**Short exercise:** Extend the forum thread on implicit differentiation below, picking up right after its final message.

**Extract provided:**
=======
See how I got my y' terms together

- anonymous

yes, and then y' turns into -1 or you do put it in front like y'[3y]

- myininaya

I did that so I can factor out y' and divide by whatever it is being multiplied by

- myininaya

\[y'(3y^2-1)=-3x^2\]

- myininaya

\[y'=\frac{-3x^2}{3y^2-1}\]

- anonymous

and then i just plug in (3,-2) for x and y?

- myininaya

yes 3 for x and -2 for y

- anonymous

Thank you very much, the answer was y=-27/11x+59/11

- myininaya

Great stuff! :)
I'm glad you got it!

- anonymous

another one that was giving me trouble was this one
Use implicit differentiation to find the slope of the tangent line to the curve
xy^3+xy= 14
at the point ( 7 , 1 ).
=======
**Extracted information:**
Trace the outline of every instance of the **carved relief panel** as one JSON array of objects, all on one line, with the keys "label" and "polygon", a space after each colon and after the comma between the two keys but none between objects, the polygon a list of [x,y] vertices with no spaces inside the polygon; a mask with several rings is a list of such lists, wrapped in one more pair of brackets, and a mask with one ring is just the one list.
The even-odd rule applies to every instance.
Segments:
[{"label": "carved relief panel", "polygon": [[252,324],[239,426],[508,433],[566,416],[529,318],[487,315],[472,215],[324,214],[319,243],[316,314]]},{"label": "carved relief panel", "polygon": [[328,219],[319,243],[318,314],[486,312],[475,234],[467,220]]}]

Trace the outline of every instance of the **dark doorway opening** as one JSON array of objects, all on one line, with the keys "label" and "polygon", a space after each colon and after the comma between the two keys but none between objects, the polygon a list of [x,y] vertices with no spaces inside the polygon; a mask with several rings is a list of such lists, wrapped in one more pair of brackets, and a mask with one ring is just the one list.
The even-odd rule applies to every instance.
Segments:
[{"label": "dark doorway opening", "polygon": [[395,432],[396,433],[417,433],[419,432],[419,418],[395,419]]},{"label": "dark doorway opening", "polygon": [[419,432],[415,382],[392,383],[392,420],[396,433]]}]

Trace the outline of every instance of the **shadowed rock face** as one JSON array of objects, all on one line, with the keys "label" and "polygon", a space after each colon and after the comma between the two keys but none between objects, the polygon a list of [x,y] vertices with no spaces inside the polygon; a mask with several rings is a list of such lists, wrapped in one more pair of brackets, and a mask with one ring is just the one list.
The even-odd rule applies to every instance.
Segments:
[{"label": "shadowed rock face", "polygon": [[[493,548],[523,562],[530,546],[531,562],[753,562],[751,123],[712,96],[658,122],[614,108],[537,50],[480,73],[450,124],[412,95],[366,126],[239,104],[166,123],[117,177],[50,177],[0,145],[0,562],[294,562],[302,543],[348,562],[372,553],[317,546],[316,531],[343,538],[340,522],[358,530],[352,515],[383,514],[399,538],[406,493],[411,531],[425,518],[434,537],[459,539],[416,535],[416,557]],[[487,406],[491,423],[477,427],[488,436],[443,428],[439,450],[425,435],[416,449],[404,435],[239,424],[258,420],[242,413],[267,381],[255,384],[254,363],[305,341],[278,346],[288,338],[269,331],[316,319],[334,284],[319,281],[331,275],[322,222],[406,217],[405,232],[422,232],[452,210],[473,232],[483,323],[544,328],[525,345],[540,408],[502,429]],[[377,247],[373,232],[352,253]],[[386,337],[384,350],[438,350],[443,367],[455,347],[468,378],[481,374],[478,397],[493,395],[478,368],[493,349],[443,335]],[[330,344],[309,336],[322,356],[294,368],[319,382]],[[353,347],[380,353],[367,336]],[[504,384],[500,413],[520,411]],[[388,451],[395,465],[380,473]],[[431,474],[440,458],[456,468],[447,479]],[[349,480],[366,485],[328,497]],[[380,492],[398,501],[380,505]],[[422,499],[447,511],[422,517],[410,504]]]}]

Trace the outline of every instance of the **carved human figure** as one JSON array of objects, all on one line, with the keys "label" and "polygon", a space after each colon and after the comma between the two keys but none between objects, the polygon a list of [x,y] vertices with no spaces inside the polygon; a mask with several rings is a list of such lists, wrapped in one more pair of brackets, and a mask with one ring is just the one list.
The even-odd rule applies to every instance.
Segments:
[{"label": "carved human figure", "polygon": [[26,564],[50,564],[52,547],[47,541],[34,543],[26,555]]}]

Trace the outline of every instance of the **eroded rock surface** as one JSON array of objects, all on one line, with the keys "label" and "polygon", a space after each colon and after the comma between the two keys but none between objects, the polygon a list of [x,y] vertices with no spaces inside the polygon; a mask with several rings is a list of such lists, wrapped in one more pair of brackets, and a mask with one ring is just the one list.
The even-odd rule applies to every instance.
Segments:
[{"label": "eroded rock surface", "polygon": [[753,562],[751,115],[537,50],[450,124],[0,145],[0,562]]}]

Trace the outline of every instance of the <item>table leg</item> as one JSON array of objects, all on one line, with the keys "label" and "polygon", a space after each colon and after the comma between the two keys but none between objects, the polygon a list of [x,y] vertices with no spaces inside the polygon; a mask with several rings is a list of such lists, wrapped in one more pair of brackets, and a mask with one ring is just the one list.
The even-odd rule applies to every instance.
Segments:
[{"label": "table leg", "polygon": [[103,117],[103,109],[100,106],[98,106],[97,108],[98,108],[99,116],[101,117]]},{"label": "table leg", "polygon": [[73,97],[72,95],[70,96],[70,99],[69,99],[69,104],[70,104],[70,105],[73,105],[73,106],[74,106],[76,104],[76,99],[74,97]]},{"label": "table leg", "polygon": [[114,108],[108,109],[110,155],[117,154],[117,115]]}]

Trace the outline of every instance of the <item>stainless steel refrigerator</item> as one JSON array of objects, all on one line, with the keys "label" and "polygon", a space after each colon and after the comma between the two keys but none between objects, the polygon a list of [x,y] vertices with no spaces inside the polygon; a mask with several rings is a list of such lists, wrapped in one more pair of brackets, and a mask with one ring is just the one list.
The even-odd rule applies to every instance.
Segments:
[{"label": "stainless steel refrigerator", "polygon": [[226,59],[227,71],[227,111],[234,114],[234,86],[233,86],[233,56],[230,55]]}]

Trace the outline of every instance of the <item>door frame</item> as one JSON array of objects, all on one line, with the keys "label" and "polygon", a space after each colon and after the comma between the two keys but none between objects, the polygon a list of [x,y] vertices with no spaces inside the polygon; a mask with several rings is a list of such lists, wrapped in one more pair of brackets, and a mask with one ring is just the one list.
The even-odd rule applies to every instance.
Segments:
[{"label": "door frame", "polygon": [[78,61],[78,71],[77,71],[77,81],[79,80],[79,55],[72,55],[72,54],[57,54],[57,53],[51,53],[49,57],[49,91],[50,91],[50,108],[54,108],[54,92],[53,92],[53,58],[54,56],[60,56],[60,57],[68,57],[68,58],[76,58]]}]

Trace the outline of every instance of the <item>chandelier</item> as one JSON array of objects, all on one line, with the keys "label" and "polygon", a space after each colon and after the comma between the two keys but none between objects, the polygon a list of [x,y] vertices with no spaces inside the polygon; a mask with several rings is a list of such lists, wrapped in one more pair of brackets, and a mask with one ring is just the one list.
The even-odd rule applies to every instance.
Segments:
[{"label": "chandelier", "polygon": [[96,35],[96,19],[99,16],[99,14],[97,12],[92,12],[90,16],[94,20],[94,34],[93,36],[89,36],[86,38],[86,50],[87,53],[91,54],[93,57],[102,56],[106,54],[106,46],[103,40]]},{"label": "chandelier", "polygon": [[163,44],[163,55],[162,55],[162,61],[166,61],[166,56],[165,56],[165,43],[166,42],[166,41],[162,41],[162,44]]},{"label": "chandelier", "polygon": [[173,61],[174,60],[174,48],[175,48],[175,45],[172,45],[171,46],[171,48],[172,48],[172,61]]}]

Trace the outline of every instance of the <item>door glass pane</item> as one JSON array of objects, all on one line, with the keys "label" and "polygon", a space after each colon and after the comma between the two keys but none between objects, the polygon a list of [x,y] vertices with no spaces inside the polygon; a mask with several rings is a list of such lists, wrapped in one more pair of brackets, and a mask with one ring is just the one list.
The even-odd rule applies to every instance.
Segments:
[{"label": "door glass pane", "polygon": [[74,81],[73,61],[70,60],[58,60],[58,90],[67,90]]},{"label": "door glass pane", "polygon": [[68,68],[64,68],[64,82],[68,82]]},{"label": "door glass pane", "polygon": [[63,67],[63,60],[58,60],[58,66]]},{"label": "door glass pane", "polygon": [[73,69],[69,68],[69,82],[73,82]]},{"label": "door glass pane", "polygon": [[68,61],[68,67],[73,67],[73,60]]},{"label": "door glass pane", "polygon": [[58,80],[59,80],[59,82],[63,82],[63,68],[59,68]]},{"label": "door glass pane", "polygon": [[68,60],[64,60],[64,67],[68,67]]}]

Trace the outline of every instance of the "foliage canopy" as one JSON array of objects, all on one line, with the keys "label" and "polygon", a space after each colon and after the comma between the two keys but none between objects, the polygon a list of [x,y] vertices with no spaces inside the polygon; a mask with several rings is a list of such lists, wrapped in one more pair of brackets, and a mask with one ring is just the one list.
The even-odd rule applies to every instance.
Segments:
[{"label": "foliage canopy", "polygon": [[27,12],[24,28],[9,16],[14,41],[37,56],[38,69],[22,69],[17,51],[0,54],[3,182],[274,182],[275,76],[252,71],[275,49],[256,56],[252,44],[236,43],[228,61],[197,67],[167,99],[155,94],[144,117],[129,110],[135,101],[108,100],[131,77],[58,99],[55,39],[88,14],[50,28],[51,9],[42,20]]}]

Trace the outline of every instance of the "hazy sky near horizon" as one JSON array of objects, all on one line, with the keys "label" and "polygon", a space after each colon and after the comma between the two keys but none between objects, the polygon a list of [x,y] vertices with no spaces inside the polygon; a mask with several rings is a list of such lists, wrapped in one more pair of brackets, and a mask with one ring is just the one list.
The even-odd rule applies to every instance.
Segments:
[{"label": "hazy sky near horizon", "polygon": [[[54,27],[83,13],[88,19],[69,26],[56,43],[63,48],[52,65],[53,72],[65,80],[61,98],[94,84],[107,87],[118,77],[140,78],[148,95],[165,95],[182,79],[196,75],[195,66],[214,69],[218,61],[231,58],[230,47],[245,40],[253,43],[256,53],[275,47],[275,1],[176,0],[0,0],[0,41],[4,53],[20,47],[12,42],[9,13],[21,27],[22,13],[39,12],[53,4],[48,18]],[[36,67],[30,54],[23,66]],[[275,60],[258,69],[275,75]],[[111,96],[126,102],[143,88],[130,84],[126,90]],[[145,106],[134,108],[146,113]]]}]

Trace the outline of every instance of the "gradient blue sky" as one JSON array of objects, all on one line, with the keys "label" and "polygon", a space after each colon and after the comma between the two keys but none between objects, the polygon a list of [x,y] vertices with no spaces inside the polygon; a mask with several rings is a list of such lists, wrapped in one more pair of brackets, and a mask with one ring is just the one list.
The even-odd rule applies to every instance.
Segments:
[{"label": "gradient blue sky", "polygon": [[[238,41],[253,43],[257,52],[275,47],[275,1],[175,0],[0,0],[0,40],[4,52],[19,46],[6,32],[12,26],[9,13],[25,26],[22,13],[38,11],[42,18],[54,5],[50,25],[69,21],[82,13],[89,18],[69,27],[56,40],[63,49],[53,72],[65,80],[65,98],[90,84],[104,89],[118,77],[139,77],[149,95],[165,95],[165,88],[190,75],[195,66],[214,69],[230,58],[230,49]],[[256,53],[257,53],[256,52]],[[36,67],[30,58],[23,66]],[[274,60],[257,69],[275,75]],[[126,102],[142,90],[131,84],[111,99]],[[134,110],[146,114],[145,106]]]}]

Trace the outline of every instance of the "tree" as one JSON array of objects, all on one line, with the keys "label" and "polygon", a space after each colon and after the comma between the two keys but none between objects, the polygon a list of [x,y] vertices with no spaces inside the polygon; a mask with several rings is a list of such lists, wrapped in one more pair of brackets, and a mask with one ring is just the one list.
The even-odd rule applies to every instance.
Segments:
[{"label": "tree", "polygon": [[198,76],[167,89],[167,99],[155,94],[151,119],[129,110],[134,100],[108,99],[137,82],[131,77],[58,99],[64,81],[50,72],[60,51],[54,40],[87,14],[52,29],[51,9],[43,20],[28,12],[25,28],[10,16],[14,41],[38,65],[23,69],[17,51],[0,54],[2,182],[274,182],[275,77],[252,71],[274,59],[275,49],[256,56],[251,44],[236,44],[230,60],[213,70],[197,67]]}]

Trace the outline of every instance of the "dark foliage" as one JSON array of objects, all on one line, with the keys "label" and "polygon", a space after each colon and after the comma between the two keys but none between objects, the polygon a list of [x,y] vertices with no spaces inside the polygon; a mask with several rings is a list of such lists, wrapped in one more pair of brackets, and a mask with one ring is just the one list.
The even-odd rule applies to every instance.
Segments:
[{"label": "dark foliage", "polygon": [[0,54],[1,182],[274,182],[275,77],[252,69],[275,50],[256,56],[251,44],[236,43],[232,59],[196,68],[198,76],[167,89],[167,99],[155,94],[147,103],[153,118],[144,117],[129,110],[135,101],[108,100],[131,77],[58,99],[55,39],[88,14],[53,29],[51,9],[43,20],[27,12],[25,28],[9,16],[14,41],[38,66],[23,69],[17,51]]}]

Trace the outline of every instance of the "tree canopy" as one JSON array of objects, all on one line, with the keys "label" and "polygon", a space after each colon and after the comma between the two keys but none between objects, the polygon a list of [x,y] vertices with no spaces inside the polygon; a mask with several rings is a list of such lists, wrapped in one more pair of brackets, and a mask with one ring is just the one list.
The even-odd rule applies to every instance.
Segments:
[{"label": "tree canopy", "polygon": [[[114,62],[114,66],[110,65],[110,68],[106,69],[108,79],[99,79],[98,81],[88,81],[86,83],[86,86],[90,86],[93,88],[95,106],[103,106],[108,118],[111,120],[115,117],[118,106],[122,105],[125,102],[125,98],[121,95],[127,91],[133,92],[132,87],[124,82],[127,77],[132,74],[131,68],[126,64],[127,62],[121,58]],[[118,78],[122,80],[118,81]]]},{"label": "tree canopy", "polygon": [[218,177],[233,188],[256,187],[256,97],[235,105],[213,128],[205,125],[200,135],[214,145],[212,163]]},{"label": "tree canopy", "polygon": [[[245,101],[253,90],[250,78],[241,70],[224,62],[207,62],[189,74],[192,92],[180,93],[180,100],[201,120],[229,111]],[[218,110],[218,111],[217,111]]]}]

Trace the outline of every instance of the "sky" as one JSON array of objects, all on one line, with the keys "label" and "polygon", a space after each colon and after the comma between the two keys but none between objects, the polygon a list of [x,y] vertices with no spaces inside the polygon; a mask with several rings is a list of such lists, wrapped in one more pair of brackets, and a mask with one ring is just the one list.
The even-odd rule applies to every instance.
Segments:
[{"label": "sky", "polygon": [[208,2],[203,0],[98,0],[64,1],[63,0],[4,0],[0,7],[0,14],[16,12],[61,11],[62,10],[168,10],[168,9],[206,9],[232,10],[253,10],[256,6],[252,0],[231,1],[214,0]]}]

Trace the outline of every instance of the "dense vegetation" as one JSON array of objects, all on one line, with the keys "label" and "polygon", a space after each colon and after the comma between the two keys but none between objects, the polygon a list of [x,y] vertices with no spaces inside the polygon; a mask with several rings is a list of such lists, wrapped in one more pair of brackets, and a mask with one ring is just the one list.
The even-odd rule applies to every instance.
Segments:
=======
**Final answer:**
m=

- myininaya

\[(xy^3)'=? \]
You need product rule and chain rule

- myininaya

\[=(x)'y^3+x(y^3)'\]

- myininaya

\[(xy^3)'=1 \cdot y^3+x \cdot 3y^2 y'\]

- myininaya

You try (xy)'

- anonymous

1*y+xy'

- myininaya

ok great!

- myininaya

so we have
\[ y^3+x \cdot 3y^2 y'+y+xy'=0\]

- anonymous

is it
y'=(-y^3-y)/(3xy^2+x)

- myininaya

yep :)

- anonymous

m=-1/14
woooo thanks again :)

- myininaya

all you! :)

- anonymous

Here's another where it uses log and I don't know what to do.
Use implicit differentiation to find the slope of the tangent line to the curve
3^x+\log_2(xy)=10
at the point ( 2 , 1 ) and use it to find the equation of the tangent line in the form y=mx+b.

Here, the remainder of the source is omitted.